(Excerpt from a dataset)
--------------------------------------------------
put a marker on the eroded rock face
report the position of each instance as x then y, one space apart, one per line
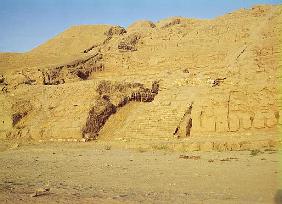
129 43
113 96
229 67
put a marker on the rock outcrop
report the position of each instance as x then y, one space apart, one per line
178 77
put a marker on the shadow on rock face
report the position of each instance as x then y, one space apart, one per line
278 197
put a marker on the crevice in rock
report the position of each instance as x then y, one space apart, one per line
185 124
130 42
79 69
113 96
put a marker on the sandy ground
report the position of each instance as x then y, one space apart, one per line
92 173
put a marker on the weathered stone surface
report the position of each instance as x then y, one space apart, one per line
231 80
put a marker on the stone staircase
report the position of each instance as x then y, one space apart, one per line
156 120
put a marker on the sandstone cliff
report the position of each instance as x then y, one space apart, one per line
177 78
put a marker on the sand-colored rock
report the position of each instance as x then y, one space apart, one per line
--------------------------------------------------
THE EXERCISE: Update the rows above by changing every "marker" to "pin" and keeping everything else the same. Leave the pictures out of your answer.

ANSWER BELOW:
put a pin on the eroded rock face
report the position of each instance as x then y, one space apart, one per line
129 43
113 96
229 67
put a pin on the rock outcrop
report the position of each instance as x then y, one space apart, one per line
178 77
put a pin on the shadow on rock face
report the position of each instance as x then y, one space apart, one per line
278 197
put a pin on the crevice in rock
report the position of each instance as x then y, one space apart, one per line
185 124
130 42
79 69
113 96
put a pin on the sandy ground
report the position of each instance as x then y, one space apart, one per line
92 173
put a pin on the weathered stone surface
report the position of each instance as x then y, one space apart, one per line
231 80
put a pin on the stone staircase
report the position of each instance as x then y, one space apart, one per line
156 120
put a pin on the sandstone cliff
report the position of each instance as x then y, one space apart, one per line
177 78
put a pin on the sand-colored rock
report the position of each instance as x then y, one space apart, one per line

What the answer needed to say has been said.